### Written problem 1:
According to the passage on early anti-Trinitarian clergy, in what year was Nestorius excommunicated?
### Written problem 2:
Swap "player" for "athlete" in the rows, starting at the line that contains "Highlight white jersey" and ending at the final row, and return only those lines.

Before the Council of Nicaea, Christian clergy who championed The Oneness of God provoked intense controversy. Arius, the most celebrated among them, was ultimately excommunicated — though he was far from alone. He and numerous clergy in Alexandria upheld the belief in God's absolute Oneness. When their views were formally challenged, Arius and a group of fellow clergymen drafted and signed a declaration (thirteen signatories) objecting to the deification of Jesus and affirming that he was brought into being and was a prophet. Open the source page Declaration of Arius.[8]
Their declaration expresses an uncompromising commitment to The Oneness of God. Its opening reads:
“We believe in One God: the Sole Unbegotten, the Sole Infinite, the Sole Eternal, the Sole True, the Sole Immortal, the Sole Wise, the Sole Acceptable, the Sole Sovereign, the Judge with Authority and Mercy, the Sole Almighty. He who created the Only-Begotten is the God of the Law, the Prophets, and the New Testament.”
This was not an isolated theological instinct. In the third century, Paul of Samosata, Bishop of Antioch, and the circle associated with him represented a significant Monarchian current that emphasized the unity of God and rejected the later orthodox understanding of Christ’s divinity. In Alexandria, Arius and his supporters continued to represent a major non-Trinitarian current before and after Nicaea. Later, other communities and individuals — from medieval dissenters to early modern Socinians and Unitarians — continued to challenge the Trinitarian settlement in different forms and under very different historical conditions.[9]
Nestorius, Bishop of Constantinople, who declared "Let no one call Mary the Mother of God, for Mary was but a human being,"
was excommunicated in 431 AD.[10]
For centuries, ecclesiastical and imperial authorities used excommunication, legal penalties, exile, and at times violent coercion against groups judged heretical, including many who rejected the emerging Trinitarian settlement.[11]
Persecution and exile also formed part of this history. Their vulnerability lay especially in the doctrinal boundary they crossed: resistance to Trinitarian formulation and insistence on the Oneness of God placed them outside the emerging imperial and ecclesiastical mainstream. The Socinians, in particular, were known for their anti-Trinitarian theology and were regarded as heretics by both Catholic and mainstream Protestant authorities. In the mid-seventeenth century, they were formally expelled from Poland, their property was confiscated, and their communities were dispersed. Michael Servetus, likewise remembered for his anti-Trinitarian views, had already been burned to death in 1553, and in 1612 Bartholomew Legate and Edward Wightman—both associated with radical denials of orthodox Trinitarian doctrine—met the same fate in England. Nor did such persecution end there.[12]
Unitarians rose to prominence in the eighteenth and nineteenth centuries, particularly in the Anglo-Saxon world. Unitarian Churches were established first in England and then in the United States. In 1961, the Unitarian and Universalist Churches merged. The New Catholic Encyclopedia summarises their common creed as follows:[13]
“Jesus is not the only Son of God and Saviour, but a prophet like the Jewish prophets. Therefore, traditional Christianity should be replaced with 'the religion of Jesus.'”

[Excerpts of bounding box data]
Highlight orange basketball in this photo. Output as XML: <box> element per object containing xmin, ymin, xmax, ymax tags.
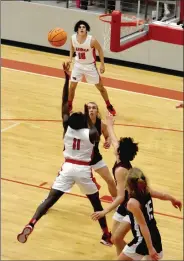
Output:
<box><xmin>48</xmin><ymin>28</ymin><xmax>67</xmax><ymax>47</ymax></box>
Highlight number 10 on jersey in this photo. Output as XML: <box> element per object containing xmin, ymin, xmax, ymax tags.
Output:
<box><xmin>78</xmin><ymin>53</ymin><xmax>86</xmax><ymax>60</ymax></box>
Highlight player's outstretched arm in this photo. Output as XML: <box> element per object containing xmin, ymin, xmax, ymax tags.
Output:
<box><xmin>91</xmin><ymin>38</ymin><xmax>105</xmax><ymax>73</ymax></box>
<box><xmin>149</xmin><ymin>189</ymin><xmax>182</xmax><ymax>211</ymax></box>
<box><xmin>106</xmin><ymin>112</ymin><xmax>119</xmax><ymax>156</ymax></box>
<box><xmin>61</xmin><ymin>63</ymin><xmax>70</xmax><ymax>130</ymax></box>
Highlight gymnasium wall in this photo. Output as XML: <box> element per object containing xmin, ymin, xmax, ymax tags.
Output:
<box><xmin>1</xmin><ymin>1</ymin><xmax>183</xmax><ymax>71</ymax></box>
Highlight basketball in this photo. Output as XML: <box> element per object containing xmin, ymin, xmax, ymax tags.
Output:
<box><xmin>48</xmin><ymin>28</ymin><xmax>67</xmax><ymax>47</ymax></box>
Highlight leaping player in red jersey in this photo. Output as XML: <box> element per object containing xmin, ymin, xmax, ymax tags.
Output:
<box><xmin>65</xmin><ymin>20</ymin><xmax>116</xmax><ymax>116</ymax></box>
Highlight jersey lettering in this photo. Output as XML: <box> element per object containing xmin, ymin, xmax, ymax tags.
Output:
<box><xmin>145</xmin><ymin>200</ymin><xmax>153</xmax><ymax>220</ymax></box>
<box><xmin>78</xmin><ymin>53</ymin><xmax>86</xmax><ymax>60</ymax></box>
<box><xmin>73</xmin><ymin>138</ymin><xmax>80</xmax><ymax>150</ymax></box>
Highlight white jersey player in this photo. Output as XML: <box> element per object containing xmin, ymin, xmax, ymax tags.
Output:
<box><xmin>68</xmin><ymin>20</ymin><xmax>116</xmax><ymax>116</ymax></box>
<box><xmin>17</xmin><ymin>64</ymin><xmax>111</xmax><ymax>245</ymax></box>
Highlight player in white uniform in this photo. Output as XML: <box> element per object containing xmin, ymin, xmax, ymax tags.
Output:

### Expected output 1:
431 AD.

### Expected output 2:
Highlight white jersey athlete in this photo. Output as XML: <box> element per object containing xmin, ymin, xmax, ymax tags.
Output:
<box><xmin>68</xmin><ymin>20</ymin><xmax>116</xmax><ymax>116</ymax></box>
<box><xmin>17</xmin><ymin>64</ymin><xmax>111</xmax><ymax>245</ymax></box>
Highlight athlete in white uniform in this photo. Output as XML: <box> element per object containing xmin, ymin, xmax, ymax tags.
Output:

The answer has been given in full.